January 27, 2004
Infertility: Part 3 (Treatment Options)
(For background info, see Infertility, part 0, 1, and 2.)
We found out about my infertility a few weeks before we moved across the country. There wasn't time to go back to the doctor and get more testing done, and there was a lot of packing and tying up of loose ends to do. This fit in nicely with my denial; I figured I could just deal with this stuff after we moved.
During those final distractible days at work, we did a lot of internet research on infertility treatment. Here's the rough summary of the various treatment methods:
- Drugs. Give Tree drugs that will make her produce lots of eggs. This treatment was obviously inappropriate for us--the problem wasn't lack of eggs, it was lack of sperm.
- Artificial Insemination (AI). Collect sperm. Wait until Tree ovulates. Use the medical equivalent of a turkey baster to squirt the sperm into her womb. This sounded promising at first. But that first step was a problem. You need a decent sperm sample in order to do this. Sure we could collect multiple samples and combine them together, but with a sperm count less than 1% of normal and a storage procedure that includes a freeze/thaw cycle which kills 50% of the sperm, I would need to provide over a hundred samples over the course of a year or so just for one shot. Not as promising as it first sounded.

> [Lines from a data source]:
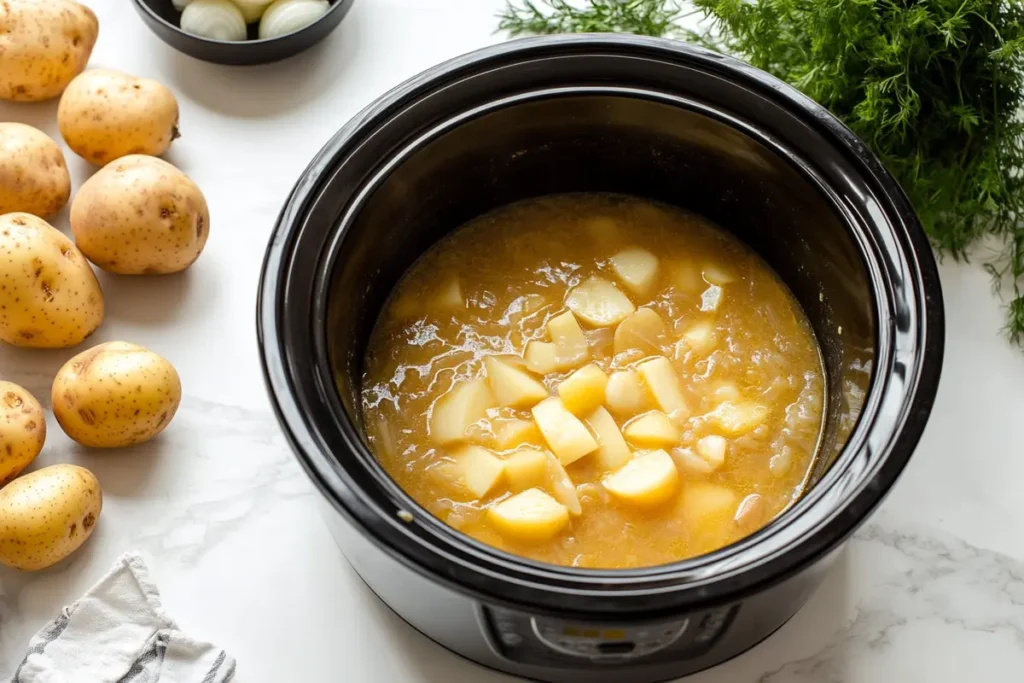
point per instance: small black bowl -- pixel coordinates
(164, 19)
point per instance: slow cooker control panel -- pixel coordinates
(543, 641)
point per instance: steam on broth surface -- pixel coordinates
(595, 381)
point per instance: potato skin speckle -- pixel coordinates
(43, 45)
(23, 430)
(139, 215)
(116, 394)
(34, 176)
(46, 515)
(105, 115)
(49, 296)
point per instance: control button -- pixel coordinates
(621, 647)
(512, 639)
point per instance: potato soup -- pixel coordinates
(595, 381)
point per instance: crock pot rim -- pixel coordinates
(928, 295)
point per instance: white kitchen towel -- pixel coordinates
(118, 633)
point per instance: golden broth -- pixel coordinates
(736, 342)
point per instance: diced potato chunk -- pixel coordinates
(717, 274)
(583, 391)
(664, 384)
(599, 303)
(736, 418)
(637, 268)
(530, 516)
(480, 469)
(688, 461)
(567, 437)
(651, 430)
(512, 386)
(562, 487)
(712, 450)
(751, 513)
(725, 391)
(511, 432)
(570, 344)
(542, 356)
(644, 330)
(648, 479)
(526, 468)
(707, 507)
(625, 394)
(711, 298)
(457, 410)
(450, 296)
(701, 337)
(612, 452)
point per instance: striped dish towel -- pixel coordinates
(118, 633)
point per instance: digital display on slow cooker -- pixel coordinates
(542, 641)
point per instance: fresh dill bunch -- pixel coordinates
(645, 17)
(934, 87)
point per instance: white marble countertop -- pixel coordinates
(931, 589)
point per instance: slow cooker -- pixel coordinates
(615, 114)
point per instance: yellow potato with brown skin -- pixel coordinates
(43, 45)
(139, 215)
(49, 296)
(116, 394)
(105, 115)
(33, 174)
(23, 430)
(46, 515)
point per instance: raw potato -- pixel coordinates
(43, 45)
(115, 394)
(637, 268)
(648, 479)
(570, 343)
(46, 515)
(457, 410)
(739, 417)
(511, 386)
(140, 215)
(612, 452)
(480, 469)
(531, 516)
(583, 391)
(568, 437)
(49, 297)
(33, 174)
(105, 115)
(651, 430)
(23, 430)
(599, 303)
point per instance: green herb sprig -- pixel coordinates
(935, 87)
(545, 16)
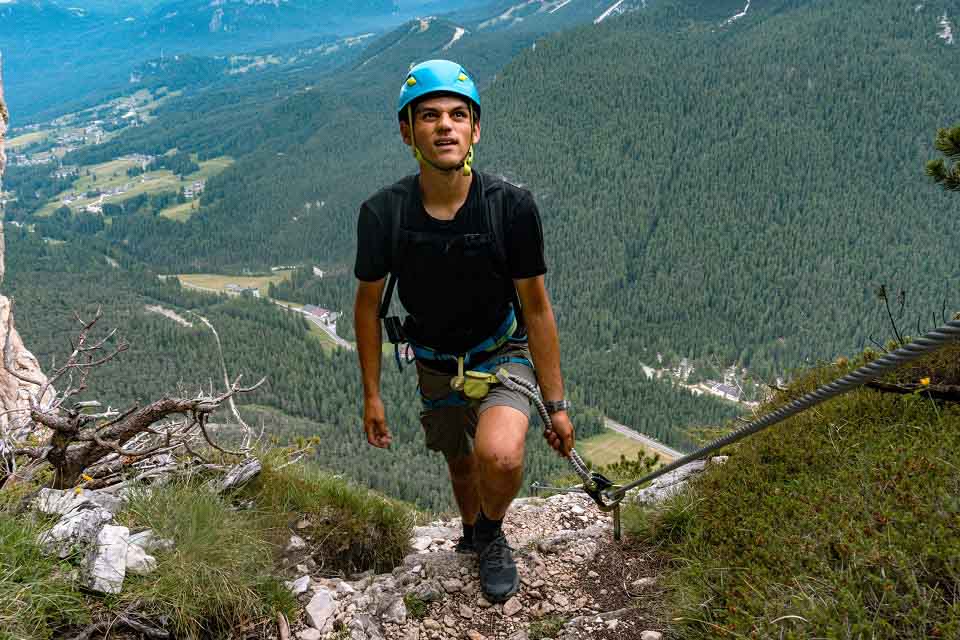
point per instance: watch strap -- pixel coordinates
(554, 406)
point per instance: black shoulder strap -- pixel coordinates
(495, 212)
(399, 204)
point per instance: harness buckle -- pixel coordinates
(394, 328)
(596, 489)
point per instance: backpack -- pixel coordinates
(491, 202)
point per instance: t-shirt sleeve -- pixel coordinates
(525, 240)
(373, 246)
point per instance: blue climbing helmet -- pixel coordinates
(438, 76)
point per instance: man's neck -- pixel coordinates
(443, 192)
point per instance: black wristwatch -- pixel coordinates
(555, 406)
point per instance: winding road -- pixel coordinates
(647, 441)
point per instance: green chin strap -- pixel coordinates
(465, 164)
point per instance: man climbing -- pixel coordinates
(466, 252)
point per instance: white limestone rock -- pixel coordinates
(139, 562)
(298, 586)
(78, 527)
(107, 563)
(321, 608)
(150, 542)
(395, 612)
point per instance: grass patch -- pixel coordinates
(27, 139)
(843, 522)
(181, 212)
(608, 448)
(38, 596)
(416, 608)
(216, 282)
(113, 173)
(226, 569)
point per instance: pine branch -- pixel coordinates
(948, 142)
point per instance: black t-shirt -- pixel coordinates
(456, 296)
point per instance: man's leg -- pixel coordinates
(499, 445)
(463, 472)
(463, 478)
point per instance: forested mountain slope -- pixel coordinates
(739, 190)
(715, 182)
(57, 52)
(767, 172)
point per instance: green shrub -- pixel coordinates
(842, 522)
(218, 575)
(416, 607)
(548, 627)
(360, 529)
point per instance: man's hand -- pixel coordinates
(375, 423)
(561, 437)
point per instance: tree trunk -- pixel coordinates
(4, 119)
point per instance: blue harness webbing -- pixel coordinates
(500, 337)
(456, 398)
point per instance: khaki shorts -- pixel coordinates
(451, 430)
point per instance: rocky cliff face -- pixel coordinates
(15, 393)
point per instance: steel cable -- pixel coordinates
(530, 390)
(921, 346)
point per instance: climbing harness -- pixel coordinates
(608, 498)
(494, 238)
(594, 483)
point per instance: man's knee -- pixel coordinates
(500, 440)
(462, 468)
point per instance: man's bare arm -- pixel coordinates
(545, 349)
(369, 340)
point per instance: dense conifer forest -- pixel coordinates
(732, 192)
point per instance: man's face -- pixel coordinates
(442, 127)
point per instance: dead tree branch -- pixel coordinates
(83, 437)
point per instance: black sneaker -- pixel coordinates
(498, 572)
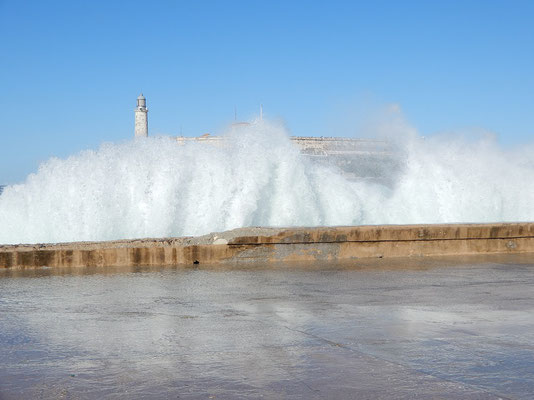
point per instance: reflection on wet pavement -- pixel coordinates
(448, 328)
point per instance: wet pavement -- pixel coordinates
(446, 328)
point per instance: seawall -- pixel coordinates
(281, 245)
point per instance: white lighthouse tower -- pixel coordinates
(141, 117)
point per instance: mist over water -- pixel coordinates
(157, 187)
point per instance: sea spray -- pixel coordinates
(158, 187)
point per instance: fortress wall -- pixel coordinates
(281, 245)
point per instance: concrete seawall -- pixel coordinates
(281, 244)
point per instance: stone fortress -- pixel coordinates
(357, 159)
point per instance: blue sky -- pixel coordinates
(71, 70)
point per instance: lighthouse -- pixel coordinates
(141, 117)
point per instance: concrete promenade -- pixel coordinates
(281, 245)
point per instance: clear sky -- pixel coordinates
(71, 70)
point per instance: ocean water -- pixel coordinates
(156, 187)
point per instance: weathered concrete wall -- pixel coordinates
(281, 244)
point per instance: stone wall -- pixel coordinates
(281, 245)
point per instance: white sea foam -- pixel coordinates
(157, 187)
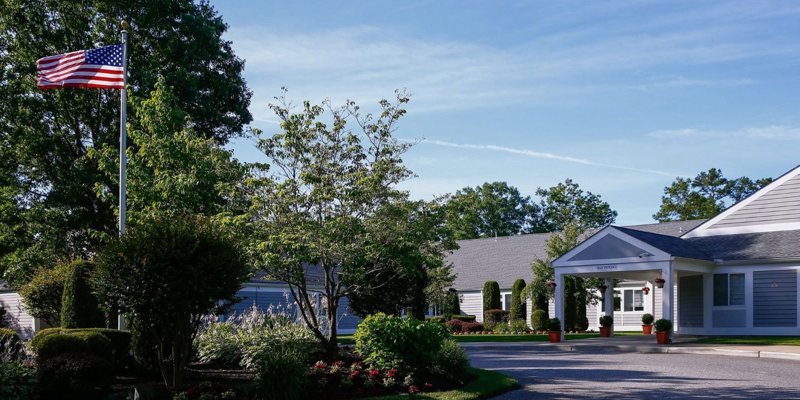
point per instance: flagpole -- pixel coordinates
(123, 158)
(123, 115)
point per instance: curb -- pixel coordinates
(583, 348)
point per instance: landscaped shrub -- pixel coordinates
(454, 325)
(491, 297)
(11, 347)
(392, 342)
(539, 320)
(518, 309)
(42, 295)
(450, 361)
(17, 381)
(462, 317)
(472, 327)
(79, 306)
(75, 376)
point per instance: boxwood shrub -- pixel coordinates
(407, 344)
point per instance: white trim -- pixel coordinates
(704, 228)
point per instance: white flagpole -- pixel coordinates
(123, 159)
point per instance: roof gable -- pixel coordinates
(776, 207)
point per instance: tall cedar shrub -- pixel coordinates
(79, 305)
(518, 309)
(491, 297)
(170, 271)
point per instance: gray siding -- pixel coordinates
(728, 318)
(779, 205)
(606, 248)
(775, 298)
(690, 301)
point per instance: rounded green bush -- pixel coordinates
(407, 344)
(79, 306)
(539, 320)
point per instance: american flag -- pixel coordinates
(95, 68)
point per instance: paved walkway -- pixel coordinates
(647, 344)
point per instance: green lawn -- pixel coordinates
(488, 384)
(753, 340)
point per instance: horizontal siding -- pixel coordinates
(778, 205)
(472, 304)
(21, 321)
(775, 298)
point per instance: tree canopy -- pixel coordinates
(705, 195)
(50, 206)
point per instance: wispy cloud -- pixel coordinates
(538, 154)
(772, 132)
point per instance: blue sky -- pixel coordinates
(620, 96)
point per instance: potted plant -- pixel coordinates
(647, 324)
(554, 330)
(606, 322)
(663, 329)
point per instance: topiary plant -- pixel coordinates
(539, 320)
(491, 297)
(79, 306)
(663, 325)
(518, 309)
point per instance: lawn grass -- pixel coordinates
(488, 384)
(753, 340)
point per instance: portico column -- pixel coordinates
(608, 305)
(667, 294)
(558, 296)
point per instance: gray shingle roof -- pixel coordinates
(506, 259)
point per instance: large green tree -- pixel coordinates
(332, 170)
(492, 209)
(566, 203)
(51, 202)
(705, 195)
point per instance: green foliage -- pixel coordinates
(567, 204)
(491, 297)
(75, 376)
(704, 196)
(553, 324)
(406, 344)
(539, 319)
(17, 381)
(663, 325)
(146, 274)
(11, 347)
(43, 293)
(492, 209)
(51, 198)
(451, 361)
(331, 201)
(79, 306)
(518, 309)
(57, 344)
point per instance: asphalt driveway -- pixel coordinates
(552, 374)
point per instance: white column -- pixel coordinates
(609, 297)
(668, 294)
(559, 300)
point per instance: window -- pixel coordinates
(628, 300)
(728, 290)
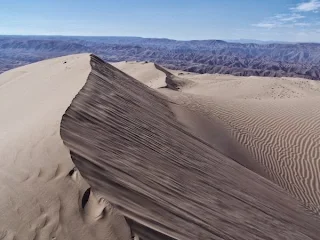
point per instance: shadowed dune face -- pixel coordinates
(41, 191)
(127, 142)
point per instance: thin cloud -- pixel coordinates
(264, 25)
(280, 20)
(311, 6)
(288, 17)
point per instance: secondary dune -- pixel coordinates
(42, 195)
(132, 147)
(272, 122)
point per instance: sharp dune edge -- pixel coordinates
(174, 155)
(130, 143)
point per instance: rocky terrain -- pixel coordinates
(201, 56)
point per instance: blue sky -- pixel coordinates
(281, 20)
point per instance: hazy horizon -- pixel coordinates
(285, 21)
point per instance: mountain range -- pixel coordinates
(200, 56)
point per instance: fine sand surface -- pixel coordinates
(159, 161)
(41, 196)
(191, 156)
(273, 122)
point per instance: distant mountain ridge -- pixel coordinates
(201, 56)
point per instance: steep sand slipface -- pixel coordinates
(41, 196)
(273, 120)
(127, 142)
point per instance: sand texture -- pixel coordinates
(90, 152)
(42, 196)
(166, 171)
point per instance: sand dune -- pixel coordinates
(180, 155)
(41, 196)
(273, 120)
(129, 143)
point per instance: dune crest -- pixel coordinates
(128, 144)
(41, 191)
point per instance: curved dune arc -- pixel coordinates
(129, 146)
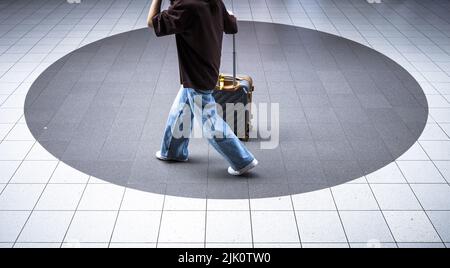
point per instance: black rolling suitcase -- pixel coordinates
(235, 90)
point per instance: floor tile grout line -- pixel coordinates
(423, 209)
(34, 206)
(284, 166)
(117, 217)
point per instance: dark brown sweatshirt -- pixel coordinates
(198, 32)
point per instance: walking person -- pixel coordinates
(198, 26)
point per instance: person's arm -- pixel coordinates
(176, 19)
(155, 8)
(229, 21)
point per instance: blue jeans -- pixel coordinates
(190, 104)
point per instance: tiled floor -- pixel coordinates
(43, 202)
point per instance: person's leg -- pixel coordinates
(217, 131)
(175, 141)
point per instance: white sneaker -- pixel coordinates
(243, 170)
(163, 158)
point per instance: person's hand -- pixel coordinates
(155, 8)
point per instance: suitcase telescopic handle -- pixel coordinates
(234, 60)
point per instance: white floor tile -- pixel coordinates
(411, 226)
(433, 132)
(37, 245)
(272, 203)
(10, 115)
(137, 226)
(60, 197)
(4, 130)
(433, 196)
(354, 197)
(325, 245)
(46, 226)
(444, 169)
(421, 245)
(414, 153)
(320, 227)
(184, 203)
(6, 245)
(373, 245)
(420, 172)
(20, 196)
(388, 174)
(229, 245)
(20, 132)
(228, 204)
(38, 152)
(140, 200)
(180, 245)
(395, 197)
(14, 150)
(84, 245)
(277, 245)
(441, 221)
(34, 172)
(101, 197)
(366, 227)
(274, 226)
(228, 227)
(316, 200)
(437, 150)
(132, 245)
(7, 169)
(66, 174)
(182, 226)
(11, 223)
(91, 226)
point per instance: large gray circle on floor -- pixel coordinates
(345, 111)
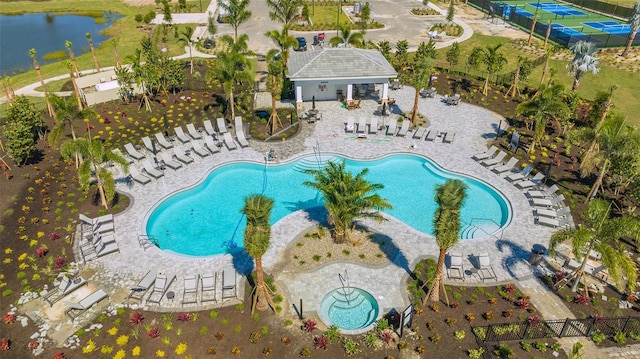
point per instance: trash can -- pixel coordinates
(537, 253)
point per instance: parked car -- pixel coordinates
(302, 44)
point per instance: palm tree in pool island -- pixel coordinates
(450, 197)
(257, 237)
(347, 197)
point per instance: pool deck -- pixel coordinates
(473, 126)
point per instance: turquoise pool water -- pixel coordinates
(206, 220)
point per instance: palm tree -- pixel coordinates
(347, 37)
(274, 86)
(69, 45)
(185, 38)
(634, 24)
(347, 197)
(450, 197)
(257, 238)
(231, 67)
(584, 60)
(95, 155)
(493, 61)
(600, 233)
(284, 41)
(547, 105)
(93, 51)
(236, 13)
(36, 66)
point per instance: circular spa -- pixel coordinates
(352, 310)
(205, 219)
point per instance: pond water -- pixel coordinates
(46, 33)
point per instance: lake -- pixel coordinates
(46, 33)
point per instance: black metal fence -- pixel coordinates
(560, 36)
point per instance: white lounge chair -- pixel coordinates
(65, 287)
(169, 161)
(148, 144)
(137, 176)
(193, 132)
(133, 152)
(391, 130)
(150, 170)
(419, 133)
(486, 154)
(208, 127)
(181, 135)
(181, 156)
(448, 137)
(138, 291)
(229, 289)
(208, 141)
(506, 167)
(208, 288)
(535, 181)
(494, 161)
(485, 270)
(362, 124)
(455, 270)
(546, 202)
(76, 309)
(520, 175)
(222, 125)
(163, 141)
(350, 126)
(373, 126)
(198, 149)
(549, 192)
(404, 128)
(190, 288)
(160, 288)
(228, 141)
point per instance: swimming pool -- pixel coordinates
(206, 220)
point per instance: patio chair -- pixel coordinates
(228, 141)
(229, 289)
(181, 156)
(506, 167)
(208, 127)
(193, 132)
(198, 149)
(485, 270)
(77, 309)
(520, 175)
(208, 141)
(137, 176)
(169, 161)
(404, 128)
(150, 170)
(549, 192)
(133, 152)
(65, 287)
(535, 181)
(494, 161)
(222, 125)
(486, 154)
(163, 141)
(160, 288)
(455, 270)
(373, 126)
(139, 290)
(190, 288)
(391, 130)
(181, 135)
(208, 288)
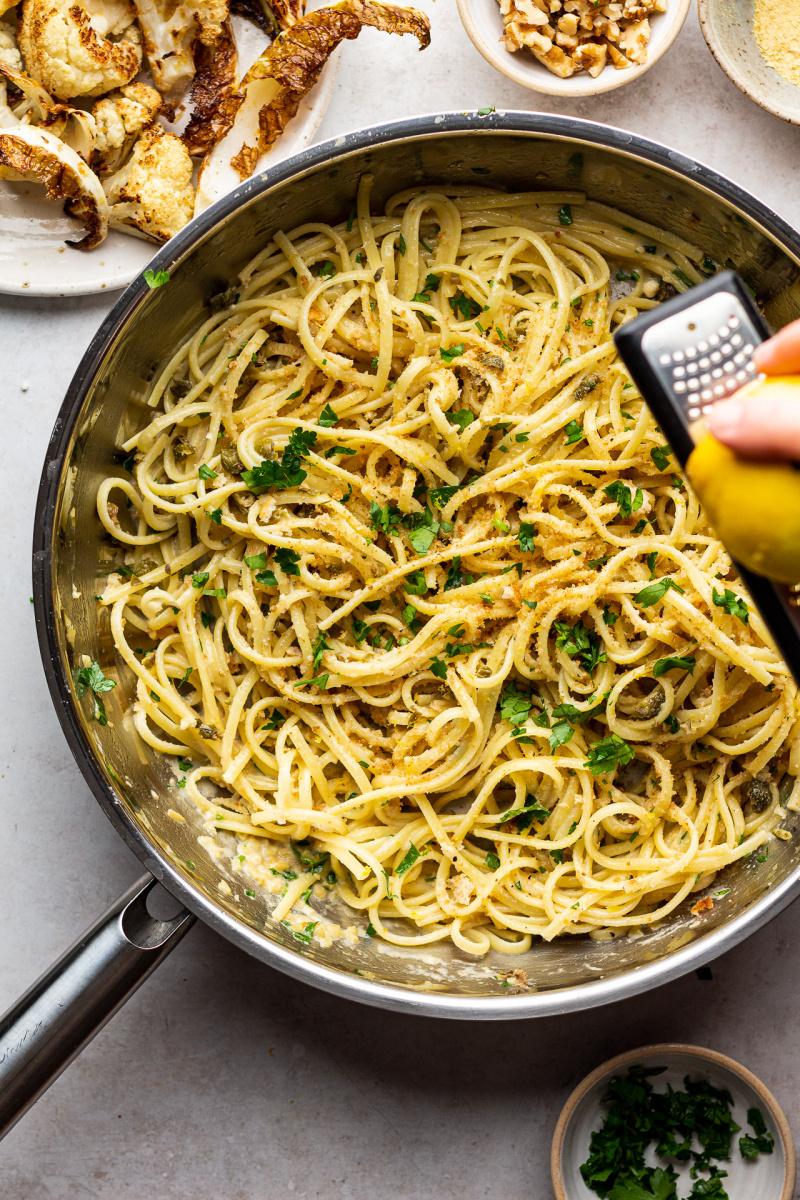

> [Questions]:
1) According to the infertility post, why was the drug treatment wrong for the couple?
2) Continue the infertility treatment post from its last sentence, keeping its list format and voice.

> [Task-by-task results]:
1) The problem wasn't a lack of eggs; it was a lack of sperm.

2)
- In Vitro Fertilization (IVF). Give Tree drugs that will make her produce lots of eggs. Suck out the eggs via a scary needle. Drop them into a petri dish. Flood the petri dish with sperm. Implant the healthiest embryos into Tree. Sounds promising...and ridiculously expensive. And there remained the problem with the "flood the petri dish with sperm" step. We wouldn't need as much sperm as AI required, but we still needed more than I could reasonably produce.
None of this looked like it was going to work out. Maybe we could do IVF, but maybe not. And IVF is terribly expensive...not something you want to experiment with. We'd be paying a lot of money for no guaranteed results.
After this discouraging round of research, we moved across the country. My hopes were still pinned on botched test results--maybe my next test would show that the picture was not so bleak after all.
- wink [January 27, 2004 12:55 AM]Karin says:
Just sending hugs to you and Tree. We're in the trying to get pregnant process ourselves right now and it's really a painful thing to see other people pregnant and keep getting those nasty little negatives. So anyway, even though the situations differ, just wanted you to know I empathize.